Data to use →
>> Begin

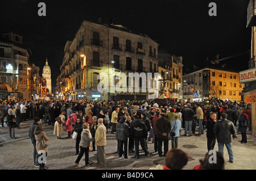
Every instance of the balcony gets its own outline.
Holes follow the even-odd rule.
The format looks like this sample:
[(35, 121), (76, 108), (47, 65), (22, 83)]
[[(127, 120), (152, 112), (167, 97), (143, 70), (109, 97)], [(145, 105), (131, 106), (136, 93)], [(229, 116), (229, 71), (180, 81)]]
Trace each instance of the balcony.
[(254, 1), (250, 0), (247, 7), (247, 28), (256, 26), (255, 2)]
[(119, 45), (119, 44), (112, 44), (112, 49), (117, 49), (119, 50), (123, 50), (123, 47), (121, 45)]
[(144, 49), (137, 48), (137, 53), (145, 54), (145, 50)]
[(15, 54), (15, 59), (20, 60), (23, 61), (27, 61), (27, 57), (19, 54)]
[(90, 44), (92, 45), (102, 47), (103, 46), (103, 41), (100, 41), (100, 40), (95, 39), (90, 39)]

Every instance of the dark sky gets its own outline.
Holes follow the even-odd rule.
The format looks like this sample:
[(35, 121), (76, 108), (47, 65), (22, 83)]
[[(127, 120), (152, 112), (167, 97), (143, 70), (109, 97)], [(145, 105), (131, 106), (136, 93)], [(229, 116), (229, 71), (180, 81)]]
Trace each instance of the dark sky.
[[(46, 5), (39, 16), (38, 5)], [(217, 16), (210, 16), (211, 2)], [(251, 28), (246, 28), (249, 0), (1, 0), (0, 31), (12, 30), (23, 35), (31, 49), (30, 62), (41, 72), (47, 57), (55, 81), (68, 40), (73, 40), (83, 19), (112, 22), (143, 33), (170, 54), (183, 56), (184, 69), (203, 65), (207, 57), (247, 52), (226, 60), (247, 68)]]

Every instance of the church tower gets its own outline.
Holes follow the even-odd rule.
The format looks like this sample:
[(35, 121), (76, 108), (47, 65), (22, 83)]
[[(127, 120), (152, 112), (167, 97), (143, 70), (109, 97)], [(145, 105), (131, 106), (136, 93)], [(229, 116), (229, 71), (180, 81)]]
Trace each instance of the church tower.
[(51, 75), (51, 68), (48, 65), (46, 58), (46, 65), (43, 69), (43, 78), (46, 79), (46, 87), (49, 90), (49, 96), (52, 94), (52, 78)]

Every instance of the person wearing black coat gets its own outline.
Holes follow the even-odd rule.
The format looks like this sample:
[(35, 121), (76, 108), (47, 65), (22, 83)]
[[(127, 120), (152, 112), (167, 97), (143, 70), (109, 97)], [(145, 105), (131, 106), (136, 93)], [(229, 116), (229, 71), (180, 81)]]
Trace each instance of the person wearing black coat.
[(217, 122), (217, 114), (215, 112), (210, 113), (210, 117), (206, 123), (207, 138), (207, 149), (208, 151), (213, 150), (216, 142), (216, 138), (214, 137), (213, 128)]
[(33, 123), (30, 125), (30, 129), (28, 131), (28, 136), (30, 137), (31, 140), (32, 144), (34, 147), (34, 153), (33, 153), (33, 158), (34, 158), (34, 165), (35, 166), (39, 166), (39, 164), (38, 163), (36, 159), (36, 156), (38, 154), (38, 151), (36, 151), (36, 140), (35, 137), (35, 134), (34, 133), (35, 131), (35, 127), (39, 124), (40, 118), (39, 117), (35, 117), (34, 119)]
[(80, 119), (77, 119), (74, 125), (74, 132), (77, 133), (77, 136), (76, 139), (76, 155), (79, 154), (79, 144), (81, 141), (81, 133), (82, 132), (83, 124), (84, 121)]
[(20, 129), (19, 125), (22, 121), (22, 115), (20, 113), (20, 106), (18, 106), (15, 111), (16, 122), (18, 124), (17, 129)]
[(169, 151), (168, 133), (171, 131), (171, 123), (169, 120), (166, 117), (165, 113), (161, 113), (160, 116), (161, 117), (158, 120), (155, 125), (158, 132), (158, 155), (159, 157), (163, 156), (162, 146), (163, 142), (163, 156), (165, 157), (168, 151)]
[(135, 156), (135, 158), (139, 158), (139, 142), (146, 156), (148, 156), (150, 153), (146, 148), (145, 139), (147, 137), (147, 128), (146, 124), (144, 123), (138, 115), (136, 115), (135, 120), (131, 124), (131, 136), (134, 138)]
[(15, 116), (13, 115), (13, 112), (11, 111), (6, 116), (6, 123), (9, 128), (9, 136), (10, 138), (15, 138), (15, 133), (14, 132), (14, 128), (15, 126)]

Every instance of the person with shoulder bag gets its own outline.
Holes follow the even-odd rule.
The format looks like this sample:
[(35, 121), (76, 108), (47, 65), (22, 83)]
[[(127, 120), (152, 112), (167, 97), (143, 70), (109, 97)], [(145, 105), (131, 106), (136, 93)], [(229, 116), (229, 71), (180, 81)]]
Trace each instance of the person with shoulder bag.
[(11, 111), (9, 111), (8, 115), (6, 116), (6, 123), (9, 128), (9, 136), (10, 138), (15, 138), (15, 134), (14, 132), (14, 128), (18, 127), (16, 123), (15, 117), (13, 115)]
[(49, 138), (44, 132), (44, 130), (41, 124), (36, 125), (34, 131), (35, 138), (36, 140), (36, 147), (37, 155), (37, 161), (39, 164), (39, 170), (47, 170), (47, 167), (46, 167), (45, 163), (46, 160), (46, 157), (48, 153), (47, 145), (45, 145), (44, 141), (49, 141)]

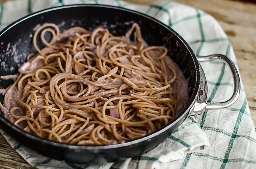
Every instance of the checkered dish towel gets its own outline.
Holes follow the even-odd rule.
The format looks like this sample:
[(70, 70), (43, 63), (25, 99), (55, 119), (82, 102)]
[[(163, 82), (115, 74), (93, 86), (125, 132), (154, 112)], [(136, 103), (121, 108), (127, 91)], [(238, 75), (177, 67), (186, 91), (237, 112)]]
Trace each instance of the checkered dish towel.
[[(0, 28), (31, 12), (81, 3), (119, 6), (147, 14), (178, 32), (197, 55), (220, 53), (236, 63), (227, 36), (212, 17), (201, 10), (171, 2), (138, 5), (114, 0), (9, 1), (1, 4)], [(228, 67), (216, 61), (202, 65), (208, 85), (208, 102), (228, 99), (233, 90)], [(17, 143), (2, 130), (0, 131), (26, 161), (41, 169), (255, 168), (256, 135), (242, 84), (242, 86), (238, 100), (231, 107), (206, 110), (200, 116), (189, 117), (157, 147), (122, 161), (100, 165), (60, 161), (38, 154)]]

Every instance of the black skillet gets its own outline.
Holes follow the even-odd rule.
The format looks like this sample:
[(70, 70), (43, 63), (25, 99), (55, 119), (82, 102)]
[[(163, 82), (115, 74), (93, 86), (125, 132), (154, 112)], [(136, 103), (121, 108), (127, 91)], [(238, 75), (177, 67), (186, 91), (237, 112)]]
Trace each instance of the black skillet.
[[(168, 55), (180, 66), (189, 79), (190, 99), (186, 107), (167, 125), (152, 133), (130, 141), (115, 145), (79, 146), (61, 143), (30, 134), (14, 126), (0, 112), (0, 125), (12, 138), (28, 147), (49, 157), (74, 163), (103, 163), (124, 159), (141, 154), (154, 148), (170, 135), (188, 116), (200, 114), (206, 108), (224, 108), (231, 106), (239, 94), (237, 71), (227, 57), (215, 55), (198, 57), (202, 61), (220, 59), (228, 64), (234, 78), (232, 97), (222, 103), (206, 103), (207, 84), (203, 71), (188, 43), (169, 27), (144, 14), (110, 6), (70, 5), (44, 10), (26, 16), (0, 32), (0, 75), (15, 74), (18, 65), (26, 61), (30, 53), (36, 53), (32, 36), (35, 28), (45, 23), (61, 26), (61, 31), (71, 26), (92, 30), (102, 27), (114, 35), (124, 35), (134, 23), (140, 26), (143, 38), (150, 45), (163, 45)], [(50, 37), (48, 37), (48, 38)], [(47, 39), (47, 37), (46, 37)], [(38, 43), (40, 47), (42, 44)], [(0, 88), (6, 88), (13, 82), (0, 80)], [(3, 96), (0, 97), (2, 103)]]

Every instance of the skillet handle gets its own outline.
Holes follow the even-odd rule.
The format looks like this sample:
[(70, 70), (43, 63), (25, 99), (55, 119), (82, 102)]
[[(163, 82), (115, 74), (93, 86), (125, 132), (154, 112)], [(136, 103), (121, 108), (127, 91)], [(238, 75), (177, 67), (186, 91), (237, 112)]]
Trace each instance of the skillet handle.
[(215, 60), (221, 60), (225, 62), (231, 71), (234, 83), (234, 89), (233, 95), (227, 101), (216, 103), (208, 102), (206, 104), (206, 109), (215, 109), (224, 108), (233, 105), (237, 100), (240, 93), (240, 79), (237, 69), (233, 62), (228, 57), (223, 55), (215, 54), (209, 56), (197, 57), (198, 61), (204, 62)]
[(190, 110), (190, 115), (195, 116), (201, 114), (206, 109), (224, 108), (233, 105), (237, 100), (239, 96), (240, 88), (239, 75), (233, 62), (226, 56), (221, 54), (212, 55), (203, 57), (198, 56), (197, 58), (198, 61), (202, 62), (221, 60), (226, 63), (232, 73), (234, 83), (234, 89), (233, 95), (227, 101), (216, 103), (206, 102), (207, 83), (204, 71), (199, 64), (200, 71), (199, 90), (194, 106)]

>> End
>> Begin

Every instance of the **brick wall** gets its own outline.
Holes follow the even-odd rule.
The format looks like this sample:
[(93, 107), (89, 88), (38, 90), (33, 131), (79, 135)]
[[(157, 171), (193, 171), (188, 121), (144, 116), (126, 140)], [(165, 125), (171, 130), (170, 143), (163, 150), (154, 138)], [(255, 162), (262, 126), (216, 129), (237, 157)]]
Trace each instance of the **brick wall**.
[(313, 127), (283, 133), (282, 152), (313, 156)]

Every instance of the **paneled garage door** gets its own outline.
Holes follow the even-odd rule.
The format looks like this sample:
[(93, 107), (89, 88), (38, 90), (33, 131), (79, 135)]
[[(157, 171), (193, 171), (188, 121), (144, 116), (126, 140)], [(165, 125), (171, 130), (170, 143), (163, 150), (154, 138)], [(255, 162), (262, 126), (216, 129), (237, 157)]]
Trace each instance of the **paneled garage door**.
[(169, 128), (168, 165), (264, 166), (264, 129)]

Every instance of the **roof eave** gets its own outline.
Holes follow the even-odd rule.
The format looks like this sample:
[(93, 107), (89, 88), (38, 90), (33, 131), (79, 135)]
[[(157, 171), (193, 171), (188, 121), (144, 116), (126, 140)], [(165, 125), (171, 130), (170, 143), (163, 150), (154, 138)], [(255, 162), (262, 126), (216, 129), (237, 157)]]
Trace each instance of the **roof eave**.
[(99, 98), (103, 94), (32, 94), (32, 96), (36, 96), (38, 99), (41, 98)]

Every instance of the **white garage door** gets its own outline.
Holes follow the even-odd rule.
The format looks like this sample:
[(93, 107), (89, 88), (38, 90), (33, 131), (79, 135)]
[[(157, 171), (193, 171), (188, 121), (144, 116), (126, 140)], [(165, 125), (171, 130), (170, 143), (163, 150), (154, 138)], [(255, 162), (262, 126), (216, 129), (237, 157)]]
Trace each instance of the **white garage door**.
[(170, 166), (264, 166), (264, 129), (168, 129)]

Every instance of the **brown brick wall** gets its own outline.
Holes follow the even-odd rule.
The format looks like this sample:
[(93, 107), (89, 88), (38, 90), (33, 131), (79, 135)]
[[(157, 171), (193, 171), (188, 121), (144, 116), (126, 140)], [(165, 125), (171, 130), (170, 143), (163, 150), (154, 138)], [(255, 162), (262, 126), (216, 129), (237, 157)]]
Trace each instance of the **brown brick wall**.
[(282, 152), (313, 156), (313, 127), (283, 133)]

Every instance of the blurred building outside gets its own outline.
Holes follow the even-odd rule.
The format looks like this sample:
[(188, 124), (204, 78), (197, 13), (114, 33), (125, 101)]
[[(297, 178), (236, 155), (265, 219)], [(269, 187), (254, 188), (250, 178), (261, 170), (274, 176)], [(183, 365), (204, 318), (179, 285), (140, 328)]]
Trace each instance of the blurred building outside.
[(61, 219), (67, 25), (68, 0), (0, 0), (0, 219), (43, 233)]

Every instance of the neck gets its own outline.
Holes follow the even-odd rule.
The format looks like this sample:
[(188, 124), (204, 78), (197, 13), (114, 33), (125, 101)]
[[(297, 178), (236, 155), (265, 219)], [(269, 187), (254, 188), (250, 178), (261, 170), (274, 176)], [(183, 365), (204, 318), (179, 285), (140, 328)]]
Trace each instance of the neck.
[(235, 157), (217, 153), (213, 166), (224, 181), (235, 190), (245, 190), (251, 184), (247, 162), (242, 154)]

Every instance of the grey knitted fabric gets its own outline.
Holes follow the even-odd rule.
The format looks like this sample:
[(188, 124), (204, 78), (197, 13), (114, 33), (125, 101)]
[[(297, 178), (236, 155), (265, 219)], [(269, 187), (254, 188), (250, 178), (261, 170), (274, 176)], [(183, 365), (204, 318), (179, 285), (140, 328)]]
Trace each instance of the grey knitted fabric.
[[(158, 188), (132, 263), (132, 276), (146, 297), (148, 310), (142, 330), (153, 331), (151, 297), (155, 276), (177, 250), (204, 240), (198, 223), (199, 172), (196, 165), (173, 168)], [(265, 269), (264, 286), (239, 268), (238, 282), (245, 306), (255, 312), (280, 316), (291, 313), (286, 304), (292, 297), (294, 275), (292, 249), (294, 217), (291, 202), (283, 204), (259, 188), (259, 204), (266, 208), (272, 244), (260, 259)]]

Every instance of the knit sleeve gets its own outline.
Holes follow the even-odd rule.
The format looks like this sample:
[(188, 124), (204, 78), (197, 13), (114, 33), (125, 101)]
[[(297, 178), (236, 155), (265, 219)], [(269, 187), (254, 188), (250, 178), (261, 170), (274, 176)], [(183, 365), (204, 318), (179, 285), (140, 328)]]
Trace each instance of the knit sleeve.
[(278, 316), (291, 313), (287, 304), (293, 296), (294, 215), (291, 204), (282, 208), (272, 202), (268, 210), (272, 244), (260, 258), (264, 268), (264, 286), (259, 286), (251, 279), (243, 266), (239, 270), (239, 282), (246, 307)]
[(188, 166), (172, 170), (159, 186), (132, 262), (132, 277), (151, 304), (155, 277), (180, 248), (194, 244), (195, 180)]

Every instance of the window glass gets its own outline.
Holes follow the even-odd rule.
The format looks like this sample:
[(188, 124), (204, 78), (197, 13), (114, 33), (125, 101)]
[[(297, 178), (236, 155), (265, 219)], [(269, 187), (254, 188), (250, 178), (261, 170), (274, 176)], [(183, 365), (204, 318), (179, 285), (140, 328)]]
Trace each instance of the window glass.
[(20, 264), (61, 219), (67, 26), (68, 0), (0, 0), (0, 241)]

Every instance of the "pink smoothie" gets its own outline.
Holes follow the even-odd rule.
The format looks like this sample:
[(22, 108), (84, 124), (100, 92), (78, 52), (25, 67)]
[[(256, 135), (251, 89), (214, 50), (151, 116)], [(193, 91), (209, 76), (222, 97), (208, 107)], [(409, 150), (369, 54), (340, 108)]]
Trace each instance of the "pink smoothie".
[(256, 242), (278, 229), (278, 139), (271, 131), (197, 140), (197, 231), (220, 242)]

>> End
>> Begin

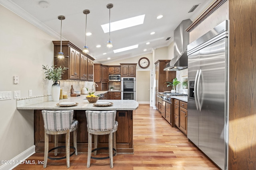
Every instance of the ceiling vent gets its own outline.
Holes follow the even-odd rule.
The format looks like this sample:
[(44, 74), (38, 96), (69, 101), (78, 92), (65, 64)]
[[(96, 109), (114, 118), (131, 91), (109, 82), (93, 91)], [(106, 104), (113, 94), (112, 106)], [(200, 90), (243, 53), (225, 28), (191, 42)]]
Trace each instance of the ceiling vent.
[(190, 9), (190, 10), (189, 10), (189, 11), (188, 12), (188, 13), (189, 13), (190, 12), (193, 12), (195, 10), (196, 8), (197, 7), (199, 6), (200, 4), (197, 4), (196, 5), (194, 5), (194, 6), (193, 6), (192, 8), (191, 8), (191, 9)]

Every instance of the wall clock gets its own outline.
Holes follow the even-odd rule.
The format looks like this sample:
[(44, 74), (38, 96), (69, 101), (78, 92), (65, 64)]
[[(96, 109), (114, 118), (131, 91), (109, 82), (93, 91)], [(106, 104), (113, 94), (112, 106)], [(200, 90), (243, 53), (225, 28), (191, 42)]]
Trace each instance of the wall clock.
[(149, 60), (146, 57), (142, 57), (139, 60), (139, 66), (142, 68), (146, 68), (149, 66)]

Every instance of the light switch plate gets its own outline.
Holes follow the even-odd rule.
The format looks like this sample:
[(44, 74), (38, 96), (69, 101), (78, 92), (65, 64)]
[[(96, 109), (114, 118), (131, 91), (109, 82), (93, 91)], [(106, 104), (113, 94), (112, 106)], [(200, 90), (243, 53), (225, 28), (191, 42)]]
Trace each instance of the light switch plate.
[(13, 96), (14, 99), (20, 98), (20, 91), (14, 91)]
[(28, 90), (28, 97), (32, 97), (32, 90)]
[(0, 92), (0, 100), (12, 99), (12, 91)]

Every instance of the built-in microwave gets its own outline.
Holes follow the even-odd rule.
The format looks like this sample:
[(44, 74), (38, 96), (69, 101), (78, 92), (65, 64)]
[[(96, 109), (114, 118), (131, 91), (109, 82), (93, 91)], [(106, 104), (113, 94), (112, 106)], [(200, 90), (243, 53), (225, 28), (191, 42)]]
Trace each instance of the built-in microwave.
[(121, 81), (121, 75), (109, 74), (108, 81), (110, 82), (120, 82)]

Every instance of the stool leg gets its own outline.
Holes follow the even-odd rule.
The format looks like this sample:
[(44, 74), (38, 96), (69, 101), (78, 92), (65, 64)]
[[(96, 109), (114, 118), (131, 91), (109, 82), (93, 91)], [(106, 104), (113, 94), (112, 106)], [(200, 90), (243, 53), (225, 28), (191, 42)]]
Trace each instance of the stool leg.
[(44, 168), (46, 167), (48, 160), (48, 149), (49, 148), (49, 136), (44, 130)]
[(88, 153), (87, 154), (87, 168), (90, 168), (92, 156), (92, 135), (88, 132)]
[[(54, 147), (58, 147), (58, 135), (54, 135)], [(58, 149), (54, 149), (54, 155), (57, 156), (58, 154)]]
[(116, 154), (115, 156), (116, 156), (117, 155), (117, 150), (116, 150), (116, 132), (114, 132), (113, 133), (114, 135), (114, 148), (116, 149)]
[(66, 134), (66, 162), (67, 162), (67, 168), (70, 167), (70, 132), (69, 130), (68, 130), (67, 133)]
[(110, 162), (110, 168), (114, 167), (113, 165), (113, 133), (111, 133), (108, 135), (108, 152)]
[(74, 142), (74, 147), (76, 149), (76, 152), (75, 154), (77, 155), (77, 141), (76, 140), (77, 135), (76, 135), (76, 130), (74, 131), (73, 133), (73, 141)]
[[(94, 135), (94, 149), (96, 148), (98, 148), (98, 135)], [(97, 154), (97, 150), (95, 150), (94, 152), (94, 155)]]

>> End

Given request → Report every line of the entries above that contains the string "clock", copying each such line in full.

Solution to this task →
Every instance of the wall clock gets its own outline.
Trace each instance of the wall clock.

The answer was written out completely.